→ **WHAT THE TASK ASKS**: Output all the material that follows, exactly as given.

▼

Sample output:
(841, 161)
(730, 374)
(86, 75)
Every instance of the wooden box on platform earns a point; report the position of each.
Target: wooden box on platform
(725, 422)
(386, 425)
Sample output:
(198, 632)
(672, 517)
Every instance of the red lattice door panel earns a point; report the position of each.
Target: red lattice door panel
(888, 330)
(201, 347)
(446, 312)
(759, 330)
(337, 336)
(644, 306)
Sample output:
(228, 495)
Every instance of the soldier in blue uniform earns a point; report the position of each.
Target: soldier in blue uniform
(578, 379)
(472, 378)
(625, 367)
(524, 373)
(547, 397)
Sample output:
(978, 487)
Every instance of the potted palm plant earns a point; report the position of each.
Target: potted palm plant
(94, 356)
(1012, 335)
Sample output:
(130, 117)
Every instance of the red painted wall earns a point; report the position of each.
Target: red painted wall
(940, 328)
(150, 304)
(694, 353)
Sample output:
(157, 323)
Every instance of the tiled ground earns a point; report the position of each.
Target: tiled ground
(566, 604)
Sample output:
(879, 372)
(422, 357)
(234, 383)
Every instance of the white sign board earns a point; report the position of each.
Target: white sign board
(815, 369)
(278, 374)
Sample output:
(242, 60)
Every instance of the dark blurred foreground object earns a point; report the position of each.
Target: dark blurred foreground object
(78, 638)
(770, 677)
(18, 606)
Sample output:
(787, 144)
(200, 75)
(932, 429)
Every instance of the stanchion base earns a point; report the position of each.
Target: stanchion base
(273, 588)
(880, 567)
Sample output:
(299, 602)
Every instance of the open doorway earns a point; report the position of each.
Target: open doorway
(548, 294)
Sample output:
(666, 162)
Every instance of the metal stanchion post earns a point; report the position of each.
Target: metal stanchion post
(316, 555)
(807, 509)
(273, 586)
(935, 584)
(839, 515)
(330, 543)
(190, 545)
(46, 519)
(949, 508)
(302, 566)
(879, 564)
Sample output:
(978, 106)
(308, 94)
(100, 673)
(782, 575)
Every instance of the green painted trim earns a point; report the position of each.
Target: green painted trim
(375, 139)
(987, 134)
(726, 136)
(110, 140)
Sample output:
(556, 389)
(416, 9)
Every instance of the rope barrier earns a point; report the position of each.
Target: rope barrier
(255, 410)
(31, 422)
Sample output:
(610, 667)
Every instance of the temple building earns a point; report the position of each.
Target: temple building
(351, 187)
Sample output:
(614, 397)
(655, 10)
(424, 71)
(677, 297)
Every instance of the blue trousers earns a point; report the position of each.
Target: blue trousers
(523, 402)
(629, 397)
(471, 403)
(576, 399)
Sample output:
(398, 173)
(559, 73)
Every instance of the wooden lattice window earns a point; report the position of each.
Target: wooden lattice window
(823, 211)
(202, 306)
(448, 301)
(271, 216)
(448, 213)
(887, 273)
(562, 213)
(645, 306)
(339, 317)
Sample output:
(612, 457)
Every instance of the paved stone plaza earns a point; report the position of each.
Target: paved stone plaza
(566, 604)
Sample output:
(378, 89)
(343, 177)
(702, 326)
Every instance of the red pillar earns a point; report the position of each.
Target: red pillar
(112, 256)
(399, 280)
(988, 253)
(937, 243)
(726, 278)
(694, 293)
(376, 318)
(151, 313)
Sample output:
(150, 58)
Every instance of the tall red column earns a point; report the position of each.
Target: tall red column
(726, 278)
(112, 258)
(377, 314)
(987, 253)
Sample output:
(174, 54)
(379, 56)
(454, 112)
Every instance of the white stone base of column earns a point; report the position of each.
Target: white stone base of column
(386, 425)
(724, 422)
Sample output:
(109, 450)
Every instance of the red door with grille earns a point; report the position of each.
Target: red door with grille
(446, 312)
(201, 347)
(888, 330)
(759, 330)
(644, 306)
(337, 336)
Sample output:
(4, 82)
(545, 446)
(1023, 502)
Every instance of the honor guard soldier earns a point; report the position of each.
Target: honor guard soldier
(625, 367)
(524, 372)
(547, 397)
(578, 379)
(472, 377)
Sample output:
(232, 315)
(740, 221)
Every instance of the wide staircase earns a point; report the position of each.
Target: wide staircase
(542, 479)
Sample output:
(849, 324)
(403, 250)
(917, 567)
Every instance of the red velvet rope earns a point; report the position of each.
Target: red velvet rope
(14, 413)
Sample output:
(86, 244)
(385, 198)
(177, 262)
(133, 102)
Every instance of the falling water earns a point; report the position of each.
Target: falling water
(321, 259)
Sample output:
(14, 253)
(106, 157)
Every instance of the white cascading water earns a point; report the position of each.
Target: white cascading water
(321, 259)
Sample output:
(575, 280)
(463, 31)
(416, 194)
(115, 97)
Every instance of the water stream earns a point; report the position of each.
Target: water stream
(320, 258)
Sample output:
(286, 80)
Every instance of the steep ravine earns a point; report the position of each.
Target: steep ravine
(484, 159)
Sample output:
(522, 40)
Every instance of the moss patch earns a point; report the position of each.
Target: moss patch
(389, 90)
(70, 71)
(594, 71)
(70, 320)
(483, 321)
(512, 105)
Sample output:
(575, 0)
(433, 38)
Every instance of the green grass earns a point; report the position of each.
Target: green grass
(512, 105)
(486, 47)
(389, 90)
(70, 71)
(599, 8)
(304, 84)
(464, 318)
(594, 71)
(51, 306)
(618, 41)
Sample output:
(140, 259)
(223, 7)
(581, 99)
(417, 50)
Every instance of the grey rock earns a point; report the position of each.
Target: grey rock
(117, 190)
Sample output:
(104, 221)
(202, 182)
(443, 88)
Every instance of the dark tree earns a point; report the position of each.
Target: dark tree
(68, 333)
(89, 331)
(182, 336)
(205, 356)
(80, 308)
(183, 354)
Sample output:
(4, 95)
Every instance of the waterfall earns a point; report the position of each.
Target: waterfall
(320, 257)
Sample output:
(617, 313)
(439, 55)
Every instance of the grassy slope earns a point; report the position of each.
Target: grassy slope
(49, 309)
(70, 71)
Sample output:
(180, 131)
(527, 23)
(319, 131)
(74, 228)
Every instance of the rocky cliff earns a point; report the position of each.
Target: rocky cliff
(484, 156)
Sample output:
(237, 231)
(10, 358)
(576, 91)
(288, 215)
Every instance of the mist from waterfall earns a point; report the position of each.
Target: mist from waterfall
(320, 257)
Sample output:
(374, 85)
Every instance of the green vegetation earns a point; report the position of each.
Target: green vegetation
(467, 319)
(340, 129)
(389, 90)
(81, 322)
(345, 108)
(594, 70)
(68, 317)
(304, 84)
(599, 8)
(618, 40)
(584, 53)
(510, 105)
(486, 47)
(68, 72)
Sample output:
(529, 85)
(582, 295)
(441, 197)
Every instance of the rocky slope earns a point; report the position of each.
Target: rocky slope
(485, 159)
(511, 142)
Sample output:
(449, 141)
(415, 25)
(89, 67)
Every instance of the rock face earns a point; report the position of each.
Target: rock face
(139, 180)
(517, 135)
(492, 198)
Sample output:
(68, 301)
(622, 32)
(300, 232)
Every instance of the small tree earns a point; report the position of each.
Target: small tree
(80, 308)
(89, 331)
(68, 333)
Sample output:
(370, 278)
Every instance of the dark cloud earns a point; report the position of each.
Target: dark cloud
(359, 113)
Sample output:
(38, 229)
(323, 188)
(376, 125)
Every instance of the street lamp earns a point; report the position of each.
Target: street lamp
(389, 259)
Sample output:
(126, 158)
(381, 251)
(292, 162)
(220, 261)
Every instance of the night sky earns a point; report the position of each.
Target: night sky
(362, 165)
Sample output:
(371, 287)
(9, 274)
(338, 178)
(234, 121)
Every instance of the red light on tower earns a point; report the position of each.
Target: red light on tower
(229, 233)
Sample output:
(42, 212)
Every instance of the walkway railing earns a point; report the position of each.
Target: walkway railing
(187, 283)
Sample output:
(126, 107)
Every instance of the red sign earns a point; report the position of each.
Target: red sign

▲

→ **EXERCISE RESPONSE**:
Sample output:
(841, 161)
(730, 374)
(86, 75)
Every instance of the wooden box on platform earns a point; report the position of each.
Target: wooden box on platform
(725, 422)
(386, 425)
Sample output:
(198, 632)
(672, 517)
Every instance of the red lattice door panel earns a point; report the position of each.
Target: red lattice door panel
(888, 330)
(201, 347)
(446, 312)
(759, 330)
(337, 336)
(644, 306)
Sample output:
(228, 495)
Every instance of the soldier in blue uniform earns a point; report the position of each.
Target: soldier in blue uniform
(578, 379)
(472, 378)
(625, 367)
(524, 373)
(547, 397)
Sample output:
(978, 487)
Every instance of the potted palm plant earns a point; report the position of each.
Target: potted palm plant
(94, 356)
(1012, 335)
Sample output:
(130, 117)
Every instance of the red painted wall earns a point; report the position of each.
Target: red painted wall
(940, 328)
(150, 304)
(694, 353)
Sample output:
(157, 323)
Every instance of the tiled ground earns a point; report the position of each.
Target: tiled ground
(566, 604)
Sample output:
(879, 372)
(422, 357)
(234, 383)
Every instance of the white sign board earns a point; report the position of each.
Target: white sign board
(815, 369)
(278, 374)
Sample output:
(242, 60)
Every instance of the dark blurred foreground object earns a point; report the position of each.
Target: dark blurred foreground object
(78, 638)
(770, 677)
(18, 606)
Sample output:
(787, 144)
(200, 75)
(932, 429)
Every instance of the stanchion base earns a point; report the position of each.
Target: stanchion base
(273, 588)
(880, 567)
Sample output:
(299, 602)
Every instance of the open doorway earns a point; report the position of each.
Target: open doorway
(548, 294)
Sample output:
(666, 162)
Every instance of the metal stanchion post earns a point; report the position of each.
Target: metal stanchion post
(316, 555)
(807, 509)
(273, 586)
(935, 584)
(839, 515)
(330, 543)
(190, 545)
(46, 519)
(949, 508)
(302, 566)
(879, 564)
Sample output:
(978, 106)
(308, 94)
(100, 673)
(782, 575)
Every instance of the green painted trim earns a point; report the position of each.
Target: green painted trim
(375, 139)
(987, 134)
(726, 136)
(110, 140)
Sample output:
(556, 389)
(416, 9)
Every instance of the rope barrier earns a point; report the position of each.
Target: rope barrier
(255, 410)
(31, 422)
Sample output:
(610, 667)
Every instance of the temple building earns a point; report the position of each.
Target: temple building
(351, 187)
Sample output:
(614, 397)
(655, 10)
(424, 71)
(677, 297)
Every instance of the blue trousers earns a point; report the position of each.
Target: blue trousers
(523, 402)
(629, 397)
(471, 403)
(576, 399)
Sample output:
(398, 173)
(559, 73)
Every instance of the wooden lattice window earns a point; report the position of each.
Target: wooden lattice window
(823, 211)
(202, 306)
(448, 301)
(271, 216)
(448, 213)
(887, 273)
(562, 213)
(645, 306)
(339, 317)
Sample output:
(612, 457)
Every instance of the paved stone plaza earns a point; report the position of each.
Target: paved stone plaza
(566, 604)
Sample output:
(378, 89)
(343, 177)
(702, 326)
Every instance of the red pillar earns a point; report the position of each.
Target: red pillar
(112, 256)
(399, 280)
(988, 253)
(937, 243)
(726, 278)
(694, 293)
(376, 318)
(151, 313)
Sample output:
(150, 58)
Every instance of the tall red column earns a point; report the position of each.
Target: tall red column
(726, 278)
(112, 258)
(377, 314)
(987, 253)
Sample output:
(174, 54)
(379, 56)
(454, 112)
Every instance of the white stone base of column earns a point; report the position of each.
Target: white stone base of column
(386, 425)
(724, 422)
Sample output:
(109, 450)
Every instance of the red door with grille earns a point; report the position of each.
Target: red door with grille
(446, 312)
(201, 347)
(888, 330)
(759, 330)
(644, 306)
(337, 336)
Sample output:
(4, 82)
(545, 446)
(1023, 502)
Every instance of the honor guard soldier earns a point; report the position of each.
Target: honor guard soldier
(625, 367)
(524, 372)
(547, 397)
(578, 379)
(472, 377)
Sample output:
(232, 315)
(740, 221)
Every instance of the wide staircase earns a point; report the position of each.
Target: wide staircase
(542, 479)
Sample output:
(849, 324)
(403, 250)
(917, 567)
Every instance of the red velvet rope earns a point; report the position of each.
Target: red velvet rope
(14, 413)
Sample output:
(86, 244)
(385, 198)
(177, 262)
(133, 102)
Every instance of the falling water earns a point; report the position of each.
Target: falling water
(321, 259)
Sample output:
(14, 253)
(106, 157)
Every instance of the white cascading water earns a point; report the position of each.
Target: white cascading water
(321, 259)
Sample output:
(575, 280)
(463, 31)
(416, 194)
(115, 97)
Every instance of the water stream earns a point; report the position of each.
Target: water stream
(320, 258)
Sample output:
(286, 80)
Every instance of the steep ravine earns a point; report the position of each.
Target: steep ravine
(484, 159)
Sample output:
(522, 40)
Every instance of the moss patch earns a point; report the position of each.
Target: moss patch
(389, 90)
(70, 71)
(594, 71)
(70, 320)
(483, 321)
(512, 105)
Sample output:
(575, 0)
(433, 38)
Every instance of the green grass earns a point; report the position of each.
Target: green grass
(512, 105)
(486, 47)
(389, 90)
(70, 71)
(599, 8)
(304, 84)
(464, 318)
(594, 71)
(51, 306)
(618, 41)
Sample output:
(140, 259)
(223, 7)
(581, 99)
(417, 50)
Every instance of the grey rock earns a point; report the position of each.
Target: grey rock
(117, 190)
Sample output:
(104, 221)
(202, 182)
(443, 88)
Every instance of the dark tree earns a point; report the position of each.
Target: dark tree
(68, 333)
(89, 331)
(182, 336)
(205, 356)
(80, 308)
(183, 354)
Sample output:
(4, 95)
Every instance of the waterfall earns a point; report the position of each.
Target: waterfall
(320, 257)
Sample output:
(617, 313)
(439, 55)
Every instance of the grassy slope earns a point; report the position of each.
Target: grassy slope
(49, 309)
(70, 71)
Sample output:
(180, 131)
(527, 23)
(319, 131)
(74, 228)
Every instance of the rocky cliff earns a point; report the position of each.
Target: rocky cliff
(484, 156)
Sample output:
(237, 231)
(10, 358)
(576, 91)
(288, 215)
Every instance of the mist from waterfall earns a point; report the position of each.
Target: mist from waterfall
(320, 257)
Sample output:
(374, 85)
Every instance of the green vegetation earns a point; report the position of each.
Target: green vegetation
(467, 319)
(340, 129)
(389, 90)
(81, 322)
(345, 108)
(594, 70)
(68, 317)
(304, 84)
(599, 8)
(618, 40)
(584, 53)
(510, 105)
(486, 47)
(68, 72)
Sample output:
(529, 85)
(582, 295)
(441, 197)
Every instance of the rocky slope earns a point; report the position of each.
Target: rocky slope
(485, 159)
(511, 142)
Sample output:
(449, 141)
(415, 25)
(89, 67)
Every instance of the rock face earns a point; report the position of each.
Target: rock face
(139, 180)
(517, 135)
(492, 198)
Sample output:
(68, 301)
(622, 32)
(300, 232)
Every instance of the small tree earns a point; report the position of each.
Target: small tree
(80, 308)
(89, 331)
(68, 333)
Sample output:
(370, 278)
Every instance of the dark cloud earns a point; report the position of each.
Target: dark cloud
(359, 113)
Sample output:
(38, 229)
(323, 188)
(376, 125)
Every instance of the street lamp earns a point; report the position of each.
Target: street lamp
(389, 259)
Sample output:
(126, 158)
(381, 251)
(292, 162)
(220, 261)
Every instance of the night sky earns a point; report the position of each.
Target: night sky
(362, 165)
Sample output:
(371, 287)
(9, 274)
(338, 178)
(234, 121)
Every instance of the red light on tower earns a point; report the position of each.
Target: red light on tower
(229, 233)
Sample output:
(42, 212)
Every instance of the walkway railing earns a point; report the position of each.
Target: walkway railing
(187, 283)
Sample output:
(126, 107)
Every instance of the red sign earns a point; report the position of each.
Target: red sign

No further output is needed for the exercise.